### [Directive]
Locate "Where can the sleeping" in the listing below, then output the line holding it and every line after it, exactly and with nothing else.

⟨

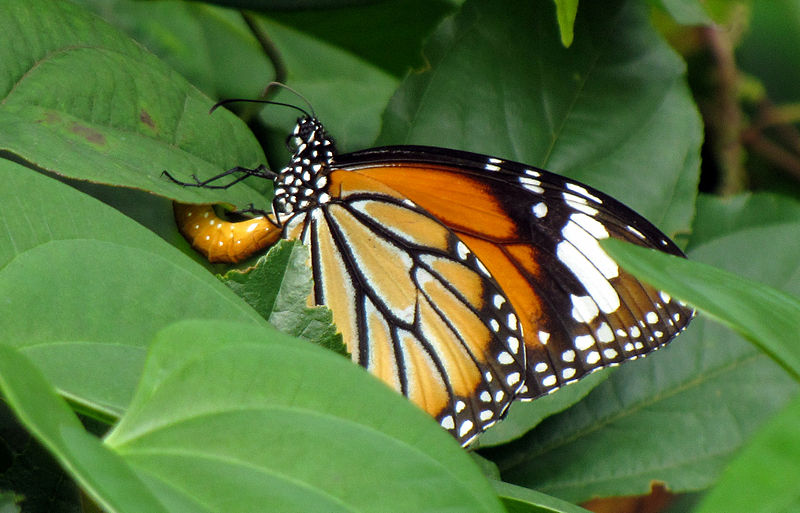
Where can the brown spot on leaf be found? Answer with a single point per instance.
(90, 134)
(145, 118)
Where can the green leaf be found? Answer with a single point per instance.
(770, 50)
(686, 12)
(233, 417)
(278, 286)
(347, 93)
(720, 216)
(99, 471)
(764, 475)
(613, 110)
(677, 416)
(566, 10)
(517, 499)
(522, 417)
(210, 46)
(82, 100)
(767, 317)
(387, 34)
(103, 283)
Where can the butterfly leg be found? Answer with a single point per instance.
(239, 173)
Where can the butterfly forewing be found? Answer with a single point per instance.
(538, 233)
(415, 305)
(460, 280)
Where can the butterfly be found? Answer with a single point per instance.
(463, 281)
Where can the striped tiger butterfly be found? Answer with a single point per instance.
(462, 281)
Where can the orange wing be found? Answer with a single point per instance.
(413, 303)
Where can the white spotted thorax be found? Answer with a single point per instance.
(300, 185)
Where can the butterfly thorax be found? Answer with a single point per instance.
(302, 184)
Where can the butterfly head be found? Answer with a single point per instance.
(302, 184)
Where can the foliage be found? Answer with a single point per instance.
(207, 407)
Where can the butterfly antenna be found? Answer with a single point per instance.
(271, 102)
(293, 91)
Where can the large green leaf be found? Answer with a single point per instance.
(234, 418)
(522, 500)
(719, 216)
(766, 316)
(764, 476)
(100, 472)
(677, 416)
(210, 46)
(278, 286)
(85, 288)
(566, 10)
(613, 110)
(82, 100)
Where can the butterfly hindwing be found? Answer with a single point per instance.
(415, 305)
(539, 234)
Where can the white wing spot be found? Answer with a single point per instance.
(604, 333)
(505, 358)
(498, 301)
(610, 353)
(462, 250)
(532, 185)
(584, 309)
(448, 423)
(511, 322)
(539, 210)
(583, 192)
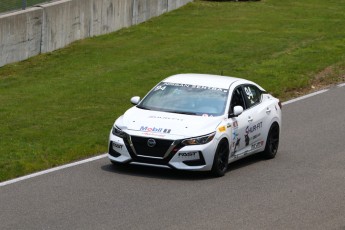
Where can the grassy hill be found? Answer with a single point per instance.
(59, 107)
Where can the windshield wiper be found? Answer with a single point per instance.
(141, 107)
(182, 112)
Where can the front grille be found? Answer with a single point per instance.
(159, 150)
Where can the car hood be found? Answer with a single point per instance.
(162, 124)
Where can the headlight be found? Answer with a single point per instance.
(199, 140)
(118, 132)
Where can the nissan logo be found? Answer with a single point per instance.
(151, 143)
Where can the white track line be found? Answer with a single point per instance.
(104, 155)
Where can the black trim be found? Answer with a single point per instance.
(112, 152)
(198, 162)
(157, 161)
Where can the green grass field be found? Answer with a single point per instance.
(59, 107)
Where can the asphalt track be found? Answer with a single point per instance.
(302, 188)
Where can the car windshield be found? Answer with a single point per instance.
(186, 99)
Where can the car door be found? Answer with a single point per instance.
(256, 115)
(238, 124)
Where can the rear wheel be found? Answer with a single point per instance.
(221, 159)
(272, 142)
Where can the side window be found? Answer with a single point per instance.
(237, 99)
(252, 95)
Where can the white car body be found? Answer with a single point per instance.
(154, 138)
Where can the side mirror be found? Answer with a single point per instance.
(238, 110)
(135, 100)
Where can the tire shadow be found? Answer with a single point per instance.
(173, 174)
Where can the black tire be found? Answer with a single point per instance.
(272, 142)
(221, 159)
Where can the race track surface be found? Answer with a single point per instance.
(302, 188)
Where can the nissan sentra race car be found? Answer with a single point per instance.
(197, 122)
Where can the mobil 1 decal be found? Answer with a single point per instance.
(235, 138)
(252, 132)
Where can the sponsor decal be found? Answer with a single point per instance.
(249, 93)
(257, 145)
(166, 118)
(117, 146)
(151, 143)
(256, 127)
(189, 154)
(153, 134)
(256, 136)
(154, 129)
(193, 86)
(251, 129)
(222, 128)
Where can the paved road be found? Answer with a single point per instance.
(302, 188)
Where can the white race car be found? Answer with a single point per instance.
(197, 122)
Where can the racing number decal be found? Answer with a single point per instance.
(249, 93)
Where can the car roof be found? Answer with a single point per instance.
(203, 80)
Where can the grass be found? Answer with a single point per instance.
(59, 107)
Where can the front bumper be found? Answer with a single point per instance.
(166, 153)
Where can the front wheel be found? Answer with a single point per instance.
(272, 142)
(221, 159)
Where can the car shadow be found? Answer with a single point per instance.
(172, 174)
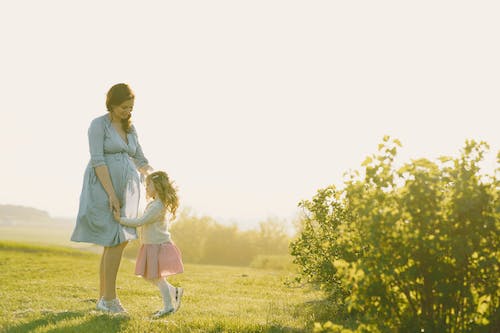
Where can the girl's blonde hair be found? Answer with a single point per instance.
(166, 191)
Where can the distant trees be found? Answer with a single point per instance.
(407, 250)
(204, 241)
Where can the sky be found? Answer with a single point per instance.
(250, 106)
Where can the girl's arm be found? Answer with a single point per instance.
(151, 214)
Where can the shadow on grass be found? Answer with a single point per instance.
(94, 323)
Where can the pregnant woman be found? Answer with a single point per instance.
(111, 187)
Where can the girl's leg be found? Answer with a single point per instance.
(111, 262)
(165, 292)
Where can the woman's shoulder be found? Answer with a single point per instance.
(100, 121)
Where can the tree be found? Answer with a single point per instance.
(409, 249)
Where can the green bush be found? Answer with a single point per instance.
(407, 250)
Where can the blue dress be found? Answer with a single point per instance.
(95, 222)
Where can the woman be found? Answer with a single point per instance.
(111, 187)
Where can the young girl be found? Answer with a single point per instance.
(158, 256)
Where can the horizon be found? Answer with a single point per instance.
(250, 107)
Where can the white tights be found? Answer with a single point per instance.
(166, 290)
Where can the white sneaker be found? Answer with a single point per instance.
(101, 306)
(178, 297)
(113, 306)
(163, 312)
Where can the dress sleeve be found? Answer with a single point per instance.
(138, 158)
(96, 142)
(151, 215)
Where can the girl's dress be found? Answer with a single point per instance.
(158, 256)
(95, 222)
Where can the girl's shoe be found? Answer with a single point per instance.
(163, 312)
(113, 306)
(101, 306)
(116, 306)
(178, 297)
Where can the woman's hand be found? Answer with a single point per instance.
(114, 206)
(145, 170)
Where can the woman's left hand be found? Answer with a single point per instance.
(145, 170)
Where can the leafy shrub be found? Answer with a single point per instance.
(410, 249)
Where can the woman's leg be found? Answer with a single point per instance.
(111, 262)
(101, 275)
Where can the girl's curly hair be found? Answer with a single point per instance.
(166, 191)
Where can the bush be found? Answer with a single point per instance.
(409, 249)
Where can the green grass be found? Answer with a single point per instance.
(54, 289)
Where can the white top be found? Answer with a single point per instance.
(154, 225)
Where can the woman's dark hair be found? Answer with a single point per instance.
(118, 94)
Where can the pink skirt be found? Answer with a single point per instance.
(158, 260)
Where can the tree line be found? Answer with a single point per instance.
(202, 240)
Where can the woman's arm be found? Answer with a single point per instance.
(96, 146)
(102, 174)
(140, 161)
(151, 215)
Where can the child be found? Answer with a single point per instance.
(158, 256)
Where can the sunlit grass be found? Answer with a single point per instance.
(54, 289)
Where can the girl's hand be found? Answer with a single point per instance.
(116, 216)
(114, 206)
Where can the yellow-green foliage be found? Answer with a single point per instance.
(54, 289)
(409, 249)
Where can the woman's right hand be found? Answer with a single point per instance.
(114, 205)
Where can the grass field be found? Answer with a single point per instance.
(54, 289)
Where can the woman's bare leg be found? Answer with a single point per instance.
(101, 275)
(111, 262)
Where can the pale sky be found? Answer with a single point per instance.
(251, 106)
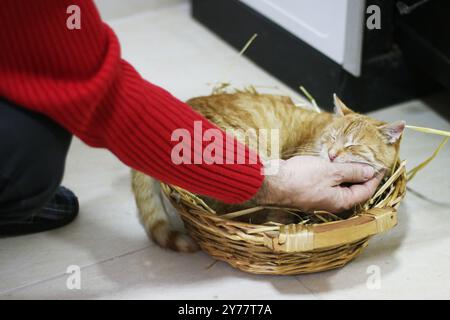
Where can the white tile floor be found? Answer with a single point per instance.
(117, 260)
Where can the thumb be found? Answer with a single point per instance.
(351, 172)
(357, 193)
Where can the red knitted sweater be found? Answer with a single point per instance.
(77, 78)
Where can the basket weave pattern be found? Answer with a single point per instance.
(291, 249)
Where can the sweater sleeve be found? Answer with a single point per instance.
(77, 78)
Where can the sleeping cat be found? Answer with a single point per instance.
(344, 136)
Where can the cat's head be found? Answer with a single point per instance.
(352, 137)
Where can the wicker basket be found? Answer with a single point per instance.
(289, 249)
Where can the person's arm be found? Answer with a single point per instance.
(78, 78)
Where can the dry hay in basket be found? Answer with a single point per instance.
(319, 241)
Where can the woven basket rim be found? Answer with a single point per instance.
(300, 237)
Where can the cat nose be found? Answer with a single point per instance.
(332, 155)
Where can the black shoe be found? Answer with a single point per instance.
(60, 210)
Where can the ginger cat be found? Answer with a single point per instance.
(344, 136)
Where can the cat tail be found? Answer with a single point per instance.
(154, 218)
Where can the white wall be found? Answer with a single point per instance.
(331, 26)
(112, 9)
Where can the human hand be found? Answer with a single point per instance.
(312, 183)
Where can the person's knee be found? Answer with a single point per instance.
(29, 176)
(32, 159)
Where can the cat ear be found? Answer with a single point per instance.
(393, 131)
(340, 108)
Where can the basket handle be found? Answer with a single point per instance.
(298, 238)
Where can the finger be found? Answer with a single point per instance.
(357, 193)
(351, 172)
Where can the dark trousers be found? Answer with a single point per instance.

⟩

### [The solution]
Where can the sleeping cat be found? Answer with a single point per instance.
(344, 136)
Where can the cat's head be found? Answer with a single point per instance.
(352, 137)
Where can the wicker basket be found? Answer with a single point per instance.
(289, 249)
Where can the person's arm be found? Answer with a single point per instance.
(78, 78)
Where can the dry hay in basket be found? Answer with a single point per instance.
(319, 241)
Where can the woven basket rim be found? Answer with a single point per instance.
(300, 237)
Where can the cat nose be found? Answer with a single point per instance.
(332, 155)
Where can the black shoe be found? Answer with a single point per instance.
(60, 210)
Where can the ginger cat be found? Answer with a single point per instance.
(344, 136)
Where can the cat tail be found? Answer with a single point per instance.
(154, 218)
Where can the white wall be found? Answer with a single point per instance.
(331, 26)
(112, 9)
Where can the human hand be found? Answer with a single point per instance.
(312, 183)
Where can the person's knee be found? Answer with a single point per instance.
(29, 176)
(32, 159)
Where can the cat ear be found? Answer with a single point per instance.
(393, 131)
(340, 108)
Where can the basket handle be found? Answer with a single point per instance.
(298, 238)
Where can the finger be found? Answer with a single point per instance.
(357, 193)
(351, 172)
Where can the dark trousers be found? Answer with a single point per instance.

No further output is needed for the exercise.